» **How to complete this task**
The entries below contain a line with "Mark each instance of the decorative" and a line with "Mark each instance of the large". Retype exactly everything from the first down to the second, both included, and nothing else.

-------

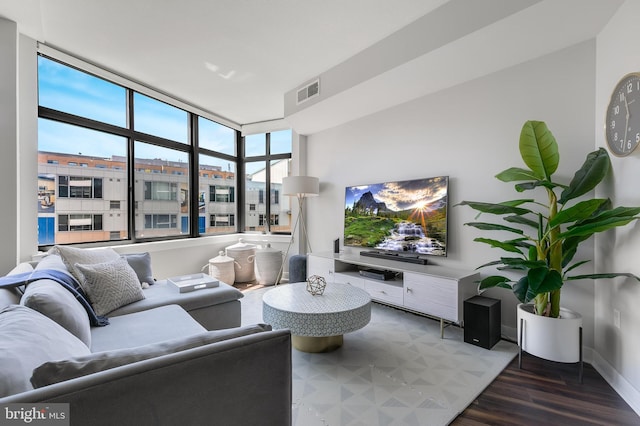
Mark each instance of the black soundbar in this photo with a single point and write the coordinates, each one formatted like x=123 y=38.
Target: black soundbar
x=400 y=257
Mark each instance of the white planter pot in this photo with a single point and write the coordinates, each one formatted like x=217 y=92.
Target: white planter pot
x=553 y=339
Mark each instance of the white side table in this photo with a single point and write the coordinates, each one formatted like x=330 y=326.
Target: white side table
x=317 y=323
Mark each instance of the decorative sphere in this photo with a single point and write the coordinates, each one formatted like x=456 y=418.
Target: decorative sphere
x=316 y=285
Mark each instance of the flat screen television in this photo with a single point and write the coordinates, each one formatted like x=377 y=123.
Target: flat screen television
x=408 y=216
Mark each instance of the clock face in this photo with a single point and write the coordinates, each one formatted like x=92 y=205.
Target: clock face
x=622 y=128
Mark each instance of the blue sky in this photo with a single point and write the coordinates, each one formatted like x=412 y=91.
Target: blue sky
x=67 y=89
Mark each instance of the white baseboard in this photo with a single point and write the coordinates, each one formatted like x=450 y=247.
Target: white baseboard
x=619 y=384
x=630 y=394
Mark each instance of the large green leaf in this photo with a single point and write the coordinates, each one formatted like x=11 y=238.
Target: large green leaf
x=522 y=221
x=494 y=227
x=604 y=275
x=593 y=170
x=521 y=187
x=507 y=207
x=521 y=290
x=580 y=211
x=544 y=280
x=518 y=263
x=539 y=149
x=619 y=212
x=515 y=174
x=595 y=227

-------

» **Answer to this exercise**
Mark each instance of the decorative sphere in this photo with a single point and write the coordinates, each one formatted like x=456 y=418.
Target: decorative sphere
x=316 y=285
Mark each instance of the flat screen television in this photo with a single point and write the coordinates, each one formatted like x=377 y=123.
Target: flat screen television
x=408 y=216
Mark each instance of the clock face in this photo with a single point and write the coordinates, each one formatted like x=92 y=205.
Target: clock face
x=622 y=128
Mark each instance of the blue sky in this photo with a single point and write the coordinates, each one formatted like x=412 y=91.
Target: blue sky
x=67 y=89
Mark each instance of the white baseboard in this photo with a single point and write the coordinates, each one formatted like x=450 y=247.
Target: white baseboard
x=619 y=384
x=630 y=394
Mark each instance of the large green leaf in this photo with a single point and write the coordinates, each one formatted like x=11 y=238.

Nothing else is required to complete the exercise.